START Source material

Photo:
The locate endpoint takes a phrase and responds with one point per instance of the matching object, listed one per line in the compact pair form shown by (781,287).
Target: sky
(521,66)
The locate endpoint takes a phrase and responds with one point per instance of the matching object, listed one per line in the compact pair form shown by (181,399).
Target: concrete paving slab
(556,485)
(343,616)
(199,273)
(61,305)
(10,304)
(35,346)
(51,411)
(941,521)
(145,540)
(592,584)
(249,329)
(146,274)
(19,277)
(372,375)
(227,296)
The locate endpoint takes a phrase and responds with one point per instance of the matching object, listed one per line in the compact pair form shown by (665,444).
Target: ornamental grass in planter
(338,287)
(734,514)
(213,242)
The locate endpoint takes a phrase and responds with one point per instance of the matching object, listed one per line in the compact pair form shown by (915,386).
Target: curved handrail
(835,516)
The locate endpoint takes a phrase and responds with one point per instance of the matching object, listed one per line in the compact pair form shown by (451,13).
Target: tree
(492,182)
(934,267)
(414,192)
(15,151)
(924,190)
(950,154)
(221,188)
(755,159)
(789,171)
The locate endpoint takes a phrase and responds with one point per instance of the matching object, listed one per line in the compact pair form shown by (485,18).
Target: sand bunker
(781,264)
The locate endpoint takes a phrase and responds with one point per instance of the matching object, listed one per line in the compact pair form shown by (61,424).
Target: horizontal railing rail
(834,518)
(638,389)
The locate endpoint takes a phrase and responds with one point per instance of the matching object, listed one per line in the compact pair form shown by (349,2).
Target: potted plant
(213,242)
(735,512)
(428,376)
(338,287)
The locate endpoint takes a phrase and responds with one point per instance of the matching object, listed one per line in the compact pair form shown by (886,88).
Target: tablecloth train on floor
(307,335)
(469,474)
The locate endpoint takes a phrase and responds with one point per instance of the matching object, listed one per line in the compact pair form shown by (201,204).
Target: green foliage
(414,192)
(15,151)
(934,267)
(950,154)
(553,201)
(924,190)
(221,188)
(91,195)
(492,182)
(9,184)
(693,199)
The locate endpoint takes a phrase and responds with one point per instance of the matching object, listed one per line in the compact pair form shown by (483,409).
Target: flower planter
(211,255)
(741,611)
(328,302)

END Source material

(Your task):
The lines above from the one with "shown by (781,287)." through the one with "shown by (665,444)." are to be duplicated exactly, ends included, with nothing added.

(Completed task):
The locate endpoint takes a phrase and responds with one point per instance of the matching object, listed one per line in the compact pair form shown by (781,287).
Target: sky
(521,66)
The locate endpoint takes a phrase and responds with one point per instance of the matching object, listed one per line in the compact pair form shown by (181,399).
Target: concrete paving slab
(556,485)
(343,616)
(199,273)
(61,305)
(10,304)
(35,346)
(51,411)
(941,521)
(145,540)
(592,584)
(249,329)
(146,274)
(19,277)
(372,375)
(227,296)
The locate endpoint takes a phrase and responds with one point per instance of the matching object, listed one per line in the compact pair form shown by (665,444).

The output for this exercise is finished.